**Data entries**

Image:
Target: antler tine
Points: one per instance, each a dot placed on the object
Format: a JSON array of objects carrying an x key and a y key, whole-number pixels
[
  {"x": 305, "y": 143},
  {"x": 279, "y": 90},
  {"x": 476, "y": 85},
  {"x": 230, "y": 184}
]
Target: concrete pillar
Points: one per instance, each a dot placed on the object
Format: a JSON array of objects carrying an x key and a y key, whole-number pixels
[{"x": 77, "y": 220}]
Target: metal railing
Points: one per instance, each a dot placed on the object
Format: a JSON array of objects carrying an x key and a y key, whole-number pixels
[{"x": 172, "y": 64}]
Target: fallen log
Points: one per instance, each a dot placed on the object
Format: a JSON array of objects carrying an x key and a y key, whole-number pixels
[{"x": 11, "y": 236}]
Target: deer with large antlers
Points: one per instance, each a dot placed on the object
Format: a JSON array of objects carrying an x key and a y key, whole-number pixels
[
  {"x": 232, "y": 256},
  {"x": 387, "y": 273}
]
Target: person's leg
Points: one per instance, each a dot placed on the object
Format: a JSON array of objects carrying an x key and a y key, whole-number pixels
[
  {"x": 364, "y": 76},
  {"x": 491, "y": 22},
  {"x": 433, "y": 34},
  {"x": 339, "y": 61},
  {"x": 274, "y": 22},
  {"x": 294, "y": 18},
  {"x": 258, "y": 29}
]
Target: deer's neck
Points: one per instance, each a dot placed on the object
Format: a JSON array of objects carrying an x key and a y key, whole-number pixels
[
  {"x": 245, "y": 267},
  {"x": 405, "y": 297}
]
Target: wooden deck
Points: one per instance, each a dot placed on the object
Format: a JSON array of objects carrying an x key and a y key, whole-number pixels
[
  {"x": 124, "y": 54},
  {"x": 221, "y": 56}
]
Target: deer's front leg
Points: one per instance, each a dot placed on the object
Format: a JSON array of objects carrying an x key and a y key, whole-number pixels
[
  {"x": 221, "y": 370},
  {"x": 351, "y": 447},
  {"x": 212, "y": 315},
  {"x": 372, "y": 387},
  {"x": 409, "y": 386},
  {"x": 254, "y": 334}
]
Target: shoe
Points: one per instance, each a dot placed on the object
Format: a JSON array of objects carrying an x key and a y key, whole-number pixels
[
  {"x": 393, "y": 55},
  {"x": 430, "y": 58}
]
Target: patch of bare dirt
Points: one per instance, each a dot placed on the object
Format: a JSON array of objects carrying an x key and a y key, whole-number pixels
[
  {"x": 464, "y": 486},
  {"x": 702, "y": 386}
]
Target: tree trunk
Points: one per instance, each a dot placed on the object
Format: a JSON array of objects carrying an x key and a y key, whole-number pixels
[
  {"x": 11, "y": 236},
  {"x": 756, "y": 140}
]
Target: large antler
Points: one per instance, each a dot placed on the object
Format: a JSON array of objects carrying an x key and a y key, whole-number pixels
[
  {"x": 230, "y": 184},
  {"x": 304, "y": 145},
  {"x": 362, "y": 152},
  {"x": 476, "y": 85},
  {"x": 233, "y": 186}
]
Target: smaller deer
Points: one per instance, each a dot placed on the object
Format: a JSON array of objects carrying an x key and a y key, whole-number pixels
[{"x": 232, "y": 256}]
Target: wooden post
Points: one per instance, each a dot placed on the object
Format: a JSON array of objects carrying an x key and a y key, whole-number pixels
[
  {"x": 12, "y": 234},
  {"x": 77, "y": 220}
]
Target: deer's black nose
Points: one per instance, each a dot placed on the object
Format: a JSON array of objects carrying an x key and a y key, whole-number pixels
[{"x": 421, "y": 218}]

**Your goal**
Extract the complete data, matching each line exactly.

**The completed task**
Image:
Target: antler tine
Points: one per instance, each a dot placed on the object
Format: a JSON array of objects carrying an x key and a y key, whole-number pixels
[
  {"x": 305, "y": 143},
  {"x": 279, "y": 90},
  {"x": 476, "y": 85},
  {"x": 230, "y": 184}
]
Target: concrete pillar
Points: one per instance, each a dot placed on the object
Format: a JSON array of objects carrying an x key and a y key, whole-number pixels
[{"x": 77, "y": 220}]
Target: metal railing
Points: one per instance, each a dot placed on the object
Format: a JSON array of objects carrying an x key and a y key, whole-number pixels
[{"x": 172, "y": 64}]
Target: fallen log
Points: one per instance, each a dot placed on the object
Format: a JSON array of objects carrying an x key and a y key, whole-number pixels
[{"x": 11, "y": 236}]
Target: deer with large antlers
Points: one per instance, each a dot placed on the object
Format: a JSON array of objects carrying an x key and a y key, whole-number pixels
[
  {"x": 232, "y": 256},
  {"x": 387, "y": 273}
]
Target: person's leg
Points: one per instance, each a dot placed on the object
Format: a JSON array of objects carrying an x key and a y key, whole-number pixels
[
  {"x": 364, "y": 76},
  {"x": 491, "y": 22},
  {"x": 433, "y": 34},
  {"x": 339, "y": 61},
  {"x": 274, "y": 22},
  {"x": 294, "y": 18},
  {"x": 258, "y": 29}
]
Target: deer's neck
Points: one per instance, each a dot placed on the object
Format: a JSON array of objects carrying an x key and a y key, whole-number pixels
[
  {"x": 245, "y": 267},
  {"x": 405, "y": 297}
]
Target: wooden deck
Points: one per instance, each a dot placed on the object
Format: a JSON array of objects carrying an x key and a y key, whole-number pixels
[
  {"x": 124, "y": 54},
  {"x": 221, "y": 56}
]
Target: deer's front leg
Points: one per instance, each a dot placed on the object
Format: a JSON array of objects carrying an x key and a y key, whole-number pixels
[
  {"x": 221, "y": 370},
  {"x": 351, "y": 447},
  {"x": 212, "y": 315},
  {"x": 372, "y": 387},
  {"x": 409, "y": 386},
  {"x": 254, "y": 334}
]
Target: shoe
Points: one per instance, each a dot placed on the object
Format: a JSON array of objects carrying an x key and a y key, whole-number pixels
[
  {"x": 393, "y": 55},
  {"x": 430, "y": 58}
]
Target: patch of bare dirt
Points: one per instance, each a dot placed on the object
Format: a JSON array of objects carrying an x key and a y key, whole-number pixels
[
  {"x": 464, "y": 486},
  {"x": 702, "y": 386}
]
Target: tree trunk
Points: one per instance, each a dot placed on the object
Format: a JSON array of objects carrying an x key and a y key, whole-number pixels
[
  {"x": 11, "y": 236},
  {"x": 756, "y": 140}
]
Target: large antler
Points: one per instance, each a dot placed on the object
Format: a JSON array of objects carrying an x key and a y key, whole-number pixels
[
  {"x": 230, "y": 184},
  {"x": 304, "y": 145},
  {"x": 362, "y": 152},
  {"x": 476, "y": 85},
  {"x": 233, "y": 186}
]
Target: smaller deer
Points: one per instance, each a dot placed on the object
Format: a JSON array of objects carrying an x key and a y key, whole-number pixels
[{"x": 232, "y": 256}]
Target: wooden post
Points: one per instance, each a dot placed on the object
Format: a JSON array of objects carrying an x key and a y key, whole-number pixels
[
  {"x": 12, "y": 234},
  {"x": 77, "y": 220}
]
Target: deer's black nose
Points: one per instance, each a dot placed on the object
Format: a JSON array of objects carrying an x key and a y key, whole-number pixels
[{"x": 421, "y": 218}]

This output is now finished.